- **Given task**: Rewrite the lines from the first one through the one containing "x=120 y=100", switching "pointer" to "locator" and changing nothing else.

- **Records provided**:

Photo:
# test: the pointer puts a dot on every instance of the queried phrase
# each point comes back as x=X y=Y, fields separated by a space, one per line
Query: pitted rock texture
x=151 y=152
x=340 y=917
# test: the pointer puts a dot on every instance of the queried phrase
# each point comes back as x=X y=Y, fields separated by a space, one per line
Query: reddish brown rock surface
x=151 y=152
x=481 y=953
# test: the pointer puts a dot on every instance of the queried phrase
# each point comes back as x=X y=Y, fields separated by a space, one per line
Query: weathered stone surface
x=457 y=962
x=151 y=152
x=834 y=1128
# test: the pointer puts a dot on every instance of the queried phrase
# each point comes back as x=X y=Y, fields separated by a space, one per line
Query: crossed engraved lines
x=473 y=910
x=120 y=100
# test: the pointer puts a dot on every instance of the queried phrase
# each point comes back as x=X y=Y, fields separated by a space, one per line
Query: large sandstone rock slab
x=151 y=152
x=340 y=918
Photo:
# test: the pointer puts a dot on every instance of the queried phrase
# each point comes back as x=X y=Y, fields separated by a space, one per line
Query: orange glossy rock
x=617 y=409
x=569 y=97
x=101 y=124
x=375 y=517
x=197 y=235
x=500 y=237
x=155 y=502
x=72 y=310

- **Correct result**:
Photo:
# test: the locator puts a dot on every instance of the queried phrase
# each point comes back as x=X y=Y, fields separated by a space, one per line
Query: pitted rock texture
x=151 y=152
x=340 y=917
# test: the locator puts a dot on every instance of the queried phrase
# each point comes back as x=X y=Y, fields separated by a space, one per line
Query: reddish brown rock surface
x=151 y=152
x=481 y=953
# test: the locator puts a dot on every instance of the queried phrase
# each point comes back as x=X y=Y, fields separated by a space, one per line
Query: weathered stone surface
x=457 y=962
x=151 y=152
x=834 y=1128
# test: the locator puts a dot on every instance of the queried phrase
# each point comes back as x=X y=Y, fields separated by a space, one per line
Query: crossed engraved lines
x=473 y=910
x=120 y=100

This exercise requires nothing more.